Please give the listing again in its entirety, exactly as written.

(Rows from a dataset)
::::
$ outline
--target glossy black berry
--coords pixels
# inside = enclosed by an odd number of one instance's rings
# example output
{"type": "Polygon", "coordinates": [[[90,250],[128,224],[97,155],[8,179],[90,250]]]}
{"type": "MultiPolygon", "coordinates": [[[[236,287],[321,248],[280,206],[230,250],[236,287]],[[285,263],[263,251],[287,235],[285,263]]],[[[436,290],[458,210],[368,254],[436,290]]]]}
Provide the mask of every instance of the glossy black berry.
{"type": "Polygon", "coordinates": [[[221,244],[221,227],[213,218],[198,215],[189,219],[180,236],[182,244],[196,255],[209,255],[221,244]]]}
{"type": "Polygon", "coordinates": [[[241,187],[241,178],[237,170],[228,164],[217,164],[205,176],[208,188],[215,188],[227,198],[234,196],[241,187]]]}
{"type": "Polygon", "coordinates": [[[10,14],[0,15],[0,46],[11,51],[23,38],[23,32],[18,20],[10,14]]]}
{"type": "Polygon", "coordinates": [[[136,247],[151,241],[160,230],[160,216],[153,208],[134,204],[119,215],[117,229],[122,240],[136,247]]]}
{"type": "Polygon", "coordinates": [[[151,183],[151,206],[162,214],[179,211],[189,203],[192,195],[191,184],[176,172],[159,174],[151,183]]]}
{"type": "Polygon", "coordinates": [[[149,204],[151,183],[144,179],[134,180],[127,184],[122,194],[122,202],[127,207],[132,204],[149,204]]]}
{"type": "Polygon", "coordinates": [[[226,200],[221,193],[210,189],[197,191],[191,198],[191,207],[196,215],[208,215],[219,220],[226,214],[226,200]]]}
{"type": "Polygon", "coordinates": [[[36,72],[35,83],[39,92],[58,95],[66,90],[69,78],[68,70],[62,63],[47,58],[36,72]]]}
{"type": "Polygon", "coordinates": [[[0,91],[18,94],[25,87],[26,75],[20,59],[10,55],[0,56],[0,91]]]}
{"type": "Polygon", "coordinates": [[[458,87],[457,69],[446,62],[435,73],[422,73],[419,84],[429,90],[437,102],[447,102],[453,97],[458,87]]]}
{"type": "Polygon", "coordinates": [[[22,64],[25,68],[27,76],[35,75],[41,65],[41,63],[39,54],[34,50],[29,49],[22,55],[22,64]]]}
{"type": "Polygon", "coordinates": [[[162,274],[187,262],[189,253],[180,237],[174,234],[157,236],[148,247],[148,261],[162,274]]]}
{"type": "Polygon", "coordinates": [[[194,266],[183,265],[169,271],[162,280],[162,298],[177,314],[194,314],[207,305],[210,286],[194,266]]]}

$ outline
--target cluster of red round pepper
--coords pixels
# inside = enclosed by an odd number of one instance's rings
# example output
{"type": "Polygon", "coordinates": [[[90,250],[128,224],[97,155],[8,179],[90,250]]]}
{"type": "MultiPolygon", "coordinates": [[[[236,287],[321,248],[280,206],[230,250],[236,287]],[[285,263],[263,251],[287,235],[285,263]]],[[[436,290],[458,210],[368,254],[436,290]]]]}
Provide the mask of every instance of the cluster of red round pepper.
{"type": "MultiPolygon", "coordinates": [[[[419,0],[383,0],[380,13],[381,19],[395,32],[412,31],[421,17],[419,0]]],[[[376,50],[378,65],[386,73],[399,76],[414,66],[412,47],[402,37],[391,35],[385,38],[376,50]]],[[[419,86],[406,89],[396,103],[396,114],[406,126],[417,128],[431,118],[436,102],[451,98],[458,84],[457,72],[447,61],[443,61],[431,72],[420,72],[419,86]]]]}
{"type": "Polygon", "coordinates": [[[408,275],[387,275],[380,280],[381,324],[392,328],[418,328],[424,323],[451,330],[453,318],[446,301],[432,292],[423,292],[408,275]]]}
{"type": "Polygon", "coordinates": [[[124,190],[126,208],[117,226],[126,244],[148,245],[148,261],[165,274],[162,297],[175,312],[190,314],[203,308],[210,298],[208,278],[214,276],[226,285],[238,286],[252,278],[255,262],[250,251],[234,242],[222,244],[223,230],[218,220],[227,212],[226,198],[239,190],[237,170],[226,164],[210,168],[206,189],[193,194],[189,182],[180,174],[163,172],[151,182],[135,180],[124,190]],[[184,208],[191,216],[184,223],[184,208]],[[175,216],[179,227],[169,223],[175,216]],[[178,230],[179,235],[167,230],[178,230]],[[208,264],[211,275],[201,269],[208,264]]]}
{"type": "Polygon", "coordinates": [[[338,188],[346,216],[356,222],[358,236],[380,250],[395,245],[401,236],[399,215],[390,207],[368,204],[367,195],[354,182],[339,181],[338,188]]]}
::::
§ EXPECTED OUTPUT:
$ outline
--target glossy black berry
--coords pixels
# inside = enclosed by an odd number of one instance's rings
# example output
{"type": "Polygon", "coordinates": [[[90,250],[128,224],[97,155],[8,179],[90,250]]]}
{"type": "MultiPolygon", "coordinates": [[[[236,287],[321,248],[280,206],[230,250],[236,287]],[[285,263],[263,251],[287,235],[285,263]]],[[[436,290],[458,210],[368,254],[436,290]]]]}
Provide the mask of every instance of the glossy black berry.
{"type": "Polygon", "coordinates": [[[221,244],[221,227],[213,218],[198,215],[189,219],[180,236],[182,244],[196,255],[209,255],[221,244]]]}
{"type": "Polygon", "coordinates": [[[241,187],[241,178],[237,170],[228,164],[217,164],[205,176],[208,188],[215,188],[227,198],[234,196],[241,187]]]}
{"type": "Polygon", "coordinates": [[[10,14],[0,15],[0,46],[11,51],[23,38],[23,32],[18,20],[10,14]]]}
{"type": "Polygon", "coordinates": [[[136,247],[151,241],[160,230],[160,216],[153,208],[134,204],[119,215],[117,229],[122,240],[136,247]]]}
{"type": "Polygon", "coordinates": [[[151,183],[151,206],[162,214],[179,211],[189,203],[192,195],[191,184],[176,172],[159,174],[151,183]]]}
{"type": "Polygon", "coordinates": [[[149,204],[151,183],[144,179],[134,180],[127,184],[122,194],[122,202],[127,207],[132,204],[149,204]]]}
{"type": "Polygon", "coordinates": [[[226,200],[221,193],[210,189],[197,191],[191,198],[191,207],[196,215],[208,215],[219,220],[226,214],[226,200]]]}
{"type": "Polygon", "coordinates": [[[36,72],[35,83],[39,92],[58,95],[66,90],[69,78],[68,70],[62,63],[47,58],[36,72]]]}
{"type": "Polygon", "coordinates": [[[0,91],[18,94],[25,87],[26,75],[20,59],[10,55],[0,56],[0,91]]]}
{"type": "Polygon", "coordinates": [[[458,87],[457,69],[446,62],[435,73],[422,73],[419,84],[429,90],[437,102],[447,102],[453,97],[458,87]]]}
{"type": "Polygon", "coordinates": [[[22,64],[25,68],[27,76],[35,75],[41,65],[41,63],[39,54],[34,50],[29,49],[22,55],[22,64]]]}
{"type": "Polygon", "coordinates": [[[162,274],[187,262],[189,253],[180,237],[174,234],[157,236],[148,247],[148,261],[162,274]]]}
{"type": "Polygon", "coordinates": [[[194,266],[183,265],[169,271],[162,280],[162,298],[177,314],[194,314],[207,305],[210,286],[194,266]]]}

$ outline
--target cluster of red round pepper
--coords pixels
# inside = enclosed by an odd number of one instance's rings
# example output
{"type": "Polygon", "coordinates": [[[90,250],[128,224],[97,155],[8,179],[90,250]]]}
{"type": "MultiPolygon", "coordinates": [[[[236,287],[321,248],[280,206],[230,250],[236,287]],[[285,263],[263,251],[287,235],[285,263]]],[[[436,290],[458,210],[368,254],[436,290]]]]}
Provide the mask of every instance of the cluster of red round pepper.
{"type": "MultiPolygon", "coordinates": [[[[419,0],[383,0],[380,13],[381,19],[395,32],[412,31],[421,17],[419,0]]],[[[376,50],[378,65],[386,73],[399,76],[414,66],[412,47],[402,37],[391,35],[385,38],[376,50]]],[[[419,86],[406,89],[396,103],[396,114],[406,126],[417,128],[431,118],[436,102],[451,98],[458,84],[457,72],[447,61],[443,61],[431,72],[420,72],[419,86]]]]}
{"type": "Polygon", "coordinates": [[[408,275],[387,275],[380,280],[381,324],[392,328],[418,328],[424,323],[451,330],[453,318],[446,301],[432,292],[423,292],[408,275]]]}
{"type": "Polygon", "coordinates": [[[124,190],[126,208],[117,226],[126,244],[148,245],[148,261],[165,274],[162,297],[175,312],[190,314],[203,308],[210,298],[208,278],[214,276],[226,285],[238,286],[252,278],[255,262],[250,251],[234,242],[222,244],[223,230],[218,220],[227,212],[226,198],[239,190],[237,170],[226,164],[210,168],[206,189],[193,194],[189,182],[180,174],[163,172],[151,182],[135,180],[124,190]],[[184,208],[191,216],[184,223],[184,208]],[[175,216],[179,227],[169,223],[175,216]],[[178,230],[179,235],[167,230],[178,230]],[[208,264],[211,275],[201,269],[208,264]]]}
{"type": "Polygon", "coordinates": [[[338,188],[346,216],[356,222],[358,236],[380,250],[395,245],[401,236],[399,215],[390,207],[368,204],[367,195],[354,182],[339,181],[338,188]]]}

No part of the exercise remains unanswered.